Location identification items

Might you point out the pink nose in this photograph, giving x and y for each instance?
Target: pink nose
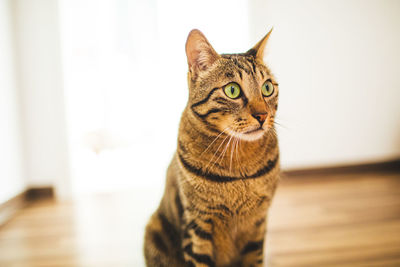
(261, 117)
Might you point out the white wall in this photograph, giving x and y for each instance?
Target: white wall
(37, 35)
(338, 67)
(12, 176)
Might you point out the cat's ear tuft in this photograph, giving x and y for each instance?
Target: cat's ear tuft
(199, 52)
(258, 50)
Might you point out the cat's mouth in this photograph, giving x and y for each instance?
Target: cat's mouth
(249, 135)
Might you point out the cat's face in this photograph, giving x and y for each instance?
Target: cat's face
(231, 93)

Work required: Please format all of the material above as a numbered list, one line per number, leaving out blank lines and any pictures.

Solved problem:
1. Might you point out the pink nose in this photograph, giving x and y for each instance?
2. Target: pink nose
3. (261, 117)
4. Might you point out the white wall in this photograph, giving x and y for each instance?
5. Target: white wall
6. (37, 35)
7. (338, 67)
8. (12, 176)
9. Might you point out the cat's ear tuft in this photograph, giving x and y for each instance?
10. Target: cat's ear tuft
11. (199, 52)
12. (258, 50)
13. Might you point out the cat's mouth in this photograph, giving x and y for each instance?
14. Target: cat's mouth
15. (249, 135)
16. Might you point out the cat's face in this photograph, giving x and y for each instance?
17. Target: cat's face
18. (231, 93)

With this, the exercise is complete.